▶ Tasks to perform:
1. Translate this sentence from the article about the Georgia detention center into Spanish: "One of them, Pauline Binam, was nearly deported on Wednesday."
2. In the article about the Georgia detention center, how many women are lawyers who have come forward said to represent?

▶ Exercise text:
◇ ◇ ◇ ◇ ◇
Woman potentially sterilized at ICE facility nearly deported amid claims of forced migrant hysterectomies

A group of nonprofit legal advocacy groups and a nurse alleged this week that a private prison in Georgia has been sending the detained migrants housed there by Immigration and Customs Enforcement (ICE) to get coerced or unwanted hysterectomies or other gynecological procedures ending in sterilization.

The complaints relied mostly on second-hand stories, but since its release Monday, lawyers representing at least 17 women have come forward with stories about forced hysterectomies or other unwanted medical procedures at Irwin County Detention Center in Ocilla, Georgia, according to Rep. Pramila Jayapal (D-Wash.). One of them, Pauline Binam, was nearly deported on Wednesday. She and another woman who says she was sterilized without consent spoke with MSNBC's Chris Hayes for his Wednesday night broadcast.
◇ ◇ ◇ ◇ ◇
▶ Dataset entries:
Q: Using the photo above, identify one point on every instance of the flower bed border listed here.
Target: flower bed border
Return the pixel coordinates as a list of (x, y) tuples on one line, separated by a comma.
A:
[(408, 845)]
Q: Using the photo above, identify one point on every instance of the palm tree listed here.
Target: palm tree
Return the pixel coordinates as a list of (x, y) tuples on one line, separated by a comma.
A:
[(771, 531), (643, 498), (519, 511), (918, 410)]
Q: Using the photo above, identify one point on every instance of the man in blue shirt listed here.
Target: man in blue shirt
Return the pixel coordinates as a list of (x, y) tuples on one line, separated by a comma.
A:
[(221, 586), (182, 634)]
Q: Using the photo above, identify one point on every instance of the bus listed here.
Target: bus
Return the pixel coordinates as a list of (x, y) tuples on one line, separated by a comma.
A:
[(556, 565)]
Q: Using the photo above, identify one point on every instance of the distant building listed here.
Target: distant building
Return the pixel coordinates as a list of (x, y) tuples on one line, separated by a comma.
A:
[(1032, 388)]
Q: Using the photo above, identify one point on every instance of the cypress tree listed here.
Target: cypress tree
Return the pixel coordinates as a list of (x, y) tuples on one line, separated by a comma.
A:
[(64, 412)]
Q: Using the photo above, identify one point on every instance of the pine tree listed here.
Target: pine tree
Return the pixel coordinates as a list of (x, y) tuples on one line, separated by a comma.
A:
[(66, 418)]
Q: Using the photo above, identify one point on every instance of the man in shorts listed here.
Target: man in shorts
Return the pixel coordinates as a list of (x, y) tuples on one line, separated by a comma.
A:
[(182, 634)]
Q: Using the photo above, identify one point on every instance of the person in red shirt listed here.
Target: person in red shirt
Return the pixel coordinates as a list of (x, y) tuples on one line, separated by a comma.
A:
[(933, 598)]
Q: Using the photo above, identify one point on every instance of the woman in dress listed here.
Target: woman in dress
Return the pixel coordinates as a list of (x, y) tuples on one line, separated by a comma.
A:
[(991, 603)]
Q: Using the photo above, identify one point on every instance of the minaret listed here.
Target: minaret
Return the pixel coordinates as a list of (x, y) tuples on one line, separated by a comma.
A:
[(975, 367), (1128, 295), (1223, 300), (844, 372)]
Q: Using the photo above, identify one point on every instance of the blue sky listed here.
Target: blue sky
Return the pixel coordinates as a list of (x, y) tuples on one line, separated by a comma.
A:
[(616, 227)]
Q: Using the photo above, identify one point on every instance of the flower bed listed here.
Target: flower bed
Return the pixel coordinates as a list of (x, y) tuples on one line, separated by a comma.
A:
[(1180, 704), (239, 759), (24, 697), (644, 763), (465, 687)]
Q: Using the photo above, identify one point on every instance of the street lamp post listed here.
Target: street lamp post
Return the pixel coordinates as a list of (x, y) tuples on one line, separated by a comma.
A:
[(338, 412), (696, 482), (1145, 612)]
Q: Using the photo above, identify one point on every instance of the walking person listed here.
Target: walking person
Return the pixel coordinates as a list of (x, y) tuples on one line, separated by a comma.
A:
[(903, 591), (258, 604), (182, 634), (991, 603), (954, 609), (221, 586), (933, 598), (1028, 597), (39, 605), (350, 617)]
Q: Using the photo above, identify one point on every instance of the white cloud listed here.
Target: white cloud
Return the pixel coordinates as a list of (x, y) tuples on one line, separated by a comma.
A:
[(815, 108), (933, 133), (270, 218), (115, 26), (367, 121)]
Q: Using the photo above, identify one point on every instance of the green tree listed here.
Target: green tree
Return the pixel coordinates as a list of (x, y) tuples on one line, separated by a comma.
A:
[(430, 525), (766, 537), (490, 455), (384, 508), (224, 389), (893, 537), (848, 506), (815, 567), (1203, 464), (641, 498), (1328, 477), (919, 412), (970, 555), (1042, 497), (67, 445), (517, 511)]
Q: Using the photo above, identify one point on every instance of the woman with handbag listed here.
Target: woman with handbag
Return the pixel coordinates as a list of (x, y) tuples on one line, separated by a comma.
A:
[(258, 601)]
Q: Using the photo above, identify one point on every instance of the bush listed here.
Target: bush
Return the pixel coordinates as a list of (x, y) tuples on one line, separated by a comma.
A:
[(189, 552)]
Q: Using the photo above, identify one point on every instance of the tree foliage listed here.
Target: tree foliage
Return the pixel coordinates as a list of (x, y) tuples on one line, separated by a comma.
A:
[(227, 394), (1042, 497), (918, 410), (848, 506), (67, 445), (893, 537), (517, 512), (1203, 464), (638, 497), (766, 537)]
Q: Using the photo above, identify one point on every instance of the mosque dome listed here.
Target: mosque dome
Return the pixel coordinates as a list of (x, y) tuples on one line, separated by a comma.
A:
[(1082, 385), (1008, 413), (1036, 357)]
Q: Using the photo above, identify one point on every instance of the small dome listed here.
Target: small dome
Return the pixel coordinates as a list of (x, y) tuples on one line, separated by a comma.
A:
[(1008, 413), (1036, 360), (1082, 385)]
◇ ◇ ◇ ◇ ◇
▶ Activity answers:
1. Una de ellas, Pauline Binam, estuvo a punto de ser deportada el miércoles.

2. At least 17 women.